WHAT TO WORK ON:
In the part of the records that opens with the line containing "the soldier that" and closes with the line containing "point(238, 272)", change every "Note to the class" to "Note to the students" and give those lines again with nothing else altered.

Records for identifying positions

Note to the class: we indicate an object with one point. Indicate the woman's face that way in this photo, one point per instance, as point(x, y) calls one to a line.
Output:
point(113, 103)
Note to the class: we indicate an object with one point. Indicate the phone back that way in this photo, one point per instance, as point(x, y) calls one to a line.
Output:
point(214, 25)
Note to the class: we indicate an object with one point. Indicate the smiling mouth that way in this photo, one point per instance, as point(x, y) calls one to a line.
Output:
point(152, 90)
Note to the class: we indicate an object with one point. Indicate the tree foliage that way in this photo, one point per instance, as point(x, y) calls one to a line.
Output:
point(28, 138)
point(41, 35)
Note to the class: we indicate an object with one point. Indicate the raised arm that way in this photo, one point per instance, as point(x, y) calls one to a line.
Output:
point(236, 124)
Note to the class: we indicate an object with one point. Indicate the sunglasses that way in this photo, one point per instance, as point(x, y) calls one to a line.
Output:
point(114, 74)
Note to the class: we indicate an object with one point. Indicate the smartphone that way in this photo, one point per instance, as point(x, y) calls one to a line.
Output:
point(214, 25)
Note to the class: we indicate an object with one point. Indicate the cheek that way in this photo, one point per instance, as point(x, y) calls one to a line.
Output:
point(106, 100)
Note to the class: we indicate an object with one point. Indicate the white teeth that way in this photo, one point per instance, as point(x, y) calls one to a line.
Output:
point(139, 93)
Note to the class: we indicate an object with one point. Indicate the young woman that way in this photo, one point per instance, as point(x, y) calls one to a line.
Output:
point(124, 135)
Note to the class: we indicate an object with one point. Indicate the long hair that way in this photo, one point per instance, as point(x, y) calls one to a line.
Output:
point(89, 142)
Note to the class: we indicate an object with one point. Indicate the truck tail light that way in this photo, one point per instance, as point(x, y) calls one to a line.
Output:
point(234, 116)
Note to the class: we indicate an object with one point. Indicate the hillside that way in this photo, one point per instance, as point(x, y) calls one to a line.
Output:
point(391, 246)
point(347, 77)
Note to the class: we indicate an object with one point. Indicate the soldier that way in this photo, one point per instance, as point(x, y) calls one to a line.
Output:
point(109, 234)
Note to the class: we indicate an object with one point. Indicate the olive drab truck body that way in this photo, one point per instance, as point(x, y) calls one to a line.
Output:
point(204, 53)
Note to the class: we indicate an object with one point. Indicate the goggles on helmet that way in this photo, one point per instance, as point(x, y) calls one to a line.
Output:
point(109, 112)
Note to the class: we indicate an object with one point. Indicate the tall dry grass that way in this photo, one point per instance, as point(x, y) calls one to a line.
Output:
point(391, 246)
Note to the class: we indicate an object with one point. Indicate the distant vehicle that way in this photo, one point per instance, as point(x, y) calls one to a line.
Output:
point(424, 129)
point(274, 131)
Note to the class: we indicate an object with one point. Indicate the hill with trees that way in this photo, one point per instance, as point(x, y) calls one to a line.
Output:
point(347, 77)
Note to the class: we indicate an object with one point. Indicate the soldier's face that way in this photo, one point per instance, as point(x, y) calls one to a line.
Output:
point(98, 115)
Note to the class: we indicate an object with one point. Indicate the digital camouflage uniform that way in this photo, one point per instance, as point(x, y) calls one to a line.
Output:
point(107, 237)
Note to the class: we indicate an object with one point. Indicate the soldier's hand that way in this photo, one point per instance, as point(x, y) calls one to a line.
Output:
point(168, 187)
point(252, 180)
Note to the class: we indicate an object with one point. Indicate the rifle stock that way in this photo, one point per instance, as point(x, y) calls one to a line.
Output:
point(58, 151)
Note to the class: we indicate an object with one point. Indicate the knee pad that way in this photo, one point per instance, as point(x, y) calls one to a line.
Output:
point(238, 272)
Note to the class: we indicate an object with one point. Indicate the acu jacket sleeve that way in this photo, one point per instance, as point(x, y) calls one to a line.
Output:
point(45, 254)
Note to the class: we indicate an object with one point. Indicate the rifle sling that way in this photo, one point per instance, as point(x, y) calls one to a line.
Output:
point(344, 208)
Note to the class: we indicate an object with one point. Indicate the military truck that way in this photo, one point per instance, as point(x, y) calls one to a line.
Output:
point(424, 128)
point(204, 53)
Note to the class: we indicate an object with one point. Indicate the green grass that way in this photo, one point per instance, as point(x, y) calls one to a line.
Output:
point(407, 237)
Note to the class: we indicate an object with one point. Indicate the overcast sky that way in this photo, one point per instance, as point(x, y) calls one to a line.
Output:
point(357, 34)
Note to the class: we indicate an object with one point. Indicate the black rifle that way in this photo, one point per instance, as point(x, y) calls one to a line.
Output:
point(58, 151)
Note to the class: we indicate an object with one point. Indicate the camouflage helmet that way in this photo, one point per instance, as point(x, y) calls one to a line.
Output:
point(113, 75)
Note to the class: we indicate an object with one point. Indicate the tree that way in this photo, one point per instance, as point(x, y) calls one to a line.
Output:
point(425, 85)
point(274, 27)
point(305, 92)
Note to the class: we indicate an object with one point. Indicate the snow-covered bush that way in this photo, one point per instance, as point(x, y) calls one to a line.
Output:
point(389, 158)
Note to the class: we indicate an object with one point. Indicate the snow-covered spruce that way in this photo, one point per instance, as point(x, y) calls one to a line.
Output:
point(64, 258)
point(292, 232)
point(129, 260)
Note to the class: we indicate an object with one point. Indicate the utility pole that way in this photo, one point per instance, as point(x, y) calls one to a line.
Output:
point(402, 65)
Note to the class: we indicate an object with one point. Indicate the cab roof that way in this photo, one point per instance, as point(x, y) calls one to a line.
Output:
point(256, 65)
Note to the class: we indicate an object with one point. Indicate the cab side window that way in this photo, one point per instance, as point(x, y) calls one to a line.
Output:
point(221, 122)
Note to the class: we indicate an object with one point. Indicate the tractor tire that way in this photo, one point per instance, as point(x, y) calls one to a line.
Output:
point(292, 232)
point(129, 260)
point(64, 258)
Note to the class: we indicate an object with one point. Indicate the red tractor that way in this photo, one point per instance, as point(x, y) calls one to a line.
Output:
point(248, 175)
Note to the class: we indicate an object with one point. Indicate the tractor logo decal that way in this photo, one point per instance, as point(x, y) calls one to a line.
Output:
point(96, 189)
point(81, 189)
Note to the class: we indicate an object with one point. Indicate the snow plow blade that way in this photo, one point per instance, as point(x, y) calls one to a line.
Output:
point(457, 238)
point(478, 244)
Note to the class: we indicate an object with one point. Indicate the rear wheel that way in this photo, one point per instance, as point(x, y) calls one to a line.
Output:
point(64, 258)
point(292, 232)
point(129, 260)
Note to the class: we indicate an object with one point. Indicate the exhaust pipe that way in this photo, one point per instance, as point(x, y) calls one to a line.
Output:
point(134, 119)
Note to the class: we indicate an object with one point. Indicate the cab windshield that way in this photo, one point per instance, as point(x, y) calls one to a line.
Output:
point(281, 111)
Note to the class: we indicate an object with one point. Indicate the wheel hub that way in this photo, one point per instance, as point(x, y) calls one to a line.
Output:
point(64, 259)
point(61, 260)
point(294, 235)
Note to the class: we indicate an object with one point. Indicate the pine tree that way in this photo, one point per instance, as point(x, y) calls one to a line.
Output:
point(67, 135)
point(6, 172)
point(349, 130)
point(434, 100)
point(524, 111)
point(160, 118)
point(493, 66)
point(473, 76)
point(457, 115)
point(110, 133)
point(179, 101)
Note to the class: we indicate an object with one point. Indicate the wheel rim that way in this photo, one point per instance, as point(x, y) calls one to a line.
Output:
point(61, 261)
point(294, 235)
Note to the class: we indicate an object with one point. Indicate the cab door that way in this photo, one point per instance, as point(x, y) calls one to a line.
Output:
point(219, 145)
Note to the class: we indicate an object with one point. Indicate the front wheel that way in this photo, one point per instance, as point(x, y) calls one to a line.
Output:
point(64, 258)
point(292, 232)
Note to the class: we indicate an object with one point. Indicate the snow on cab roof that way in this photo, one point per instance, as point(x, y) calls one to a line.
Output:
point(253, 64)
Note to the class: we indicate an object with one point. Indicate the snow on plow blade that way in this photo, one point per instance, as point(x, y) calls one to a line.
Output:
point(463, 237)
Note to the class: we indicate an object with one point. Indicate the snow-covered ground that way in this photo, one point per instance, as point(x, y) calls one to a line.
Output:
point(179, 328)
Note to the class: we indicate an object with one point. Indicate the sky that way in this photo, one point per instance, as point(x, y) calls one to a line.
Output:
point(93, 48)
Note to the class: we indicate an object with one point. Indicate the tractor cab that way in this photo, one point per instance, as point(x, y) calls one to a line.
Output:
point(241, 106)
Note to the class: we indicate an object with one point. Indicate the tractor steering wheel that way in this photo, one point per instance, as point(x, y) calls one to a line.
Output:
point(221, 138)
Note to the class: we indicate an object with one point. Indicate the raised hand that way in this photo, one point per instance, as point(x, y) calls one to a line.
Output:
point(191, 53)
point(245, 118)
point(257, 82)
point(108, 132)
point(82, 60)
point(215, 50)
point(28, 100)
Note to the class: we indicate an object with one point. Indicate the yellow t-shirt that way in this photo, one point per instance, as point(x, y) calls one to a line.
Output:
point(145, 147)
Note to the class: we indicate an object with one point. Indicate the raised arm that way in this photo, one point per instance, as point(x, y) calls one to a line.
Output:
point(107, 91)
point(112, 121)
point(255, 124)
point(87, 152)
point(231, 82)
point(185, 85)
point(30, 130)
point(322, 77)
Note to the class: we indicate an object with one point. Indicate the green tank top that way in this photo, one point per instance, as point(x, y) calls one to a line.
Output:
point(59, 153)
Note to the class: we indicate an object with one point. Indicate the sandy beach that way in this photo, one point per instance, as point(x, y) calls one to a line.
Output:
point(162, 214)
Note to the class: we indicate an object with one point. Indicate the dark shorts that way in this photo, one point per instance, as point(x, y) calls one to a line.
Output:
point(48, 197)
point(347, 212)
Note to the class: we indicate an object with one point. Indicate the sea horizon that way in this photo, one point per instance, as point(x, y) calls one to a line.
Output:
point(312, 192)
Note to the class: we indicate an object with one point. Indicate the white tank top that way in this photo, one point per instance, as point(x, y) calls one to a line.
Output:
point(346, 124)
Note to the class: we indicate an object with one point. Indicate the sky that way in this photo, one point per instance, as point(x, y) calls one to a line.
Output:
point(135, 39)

SOLUTION:
Note to the students: we indicate an object with one point. Indicate the soldier that way in this photo, one point per instance, as point(x, y) calls one to a line.
Output:
point(109, 234)
Note to the students: we indicate an object with one point. Indicate the olive drab truck body that way in this photo, one point per instance, as point(x, y) calls one to a line.
Output:
point(204, 53)
Note to the students: we indicate an object with one point. Indicate the goggles on helmet that way in this photo, one point per instance, as point(x, y) calls one to a line.
Output:
point(109, 112)
Note to the students: we indicate an object with one point. Indicate the tall dry grass that way in this photo, one point per instance, as point(x, y) calls one to a line.
Output:
point(391, 246)
Note to the students: we indicate an object with one point. Indicate the distant vehicle that way in this photo, one point per instance, as point(x, y) calls one to a line.
Output:
point(424, 129)
point(274, 131)
Note to the students: we indicate an object with one point. Indicate the hill with trees that way in this photo, one point per instance, as point(x, y) calls one to a line.
Output:
point(347, 77)
Note to the students: we indicate an object with one point. Indicate the soldier's face that way in this photo, one point per instance, as point(x, y) calls one to a line.
Output:
point(98, 115)
Note to the students: we indicate an object with one point. Indicate the digital camouflage uniform that way in this photo, one point per instance, as point(x, y) calls one to a line.
Output:
point(107, 237)
Note to the students: we indicate an object with one point. Indicate the soldier's hand that way in this photo, one point per instance, as point(x, y) calls one to a line.
Output:
point(168, 187)
point(252, 180)
Note to the students: we indicate an object with one point. Indicate the rifle stock that way in this photo, one point per instance, as point(x, y) calls one to a line.
Output:
point(58, 151)
Note to the students: we indicate an object with one point. Indicate the knee pad that way in this photo, one point per instance, as point(x, y) calls one to a line.
Output:
point(238, 272)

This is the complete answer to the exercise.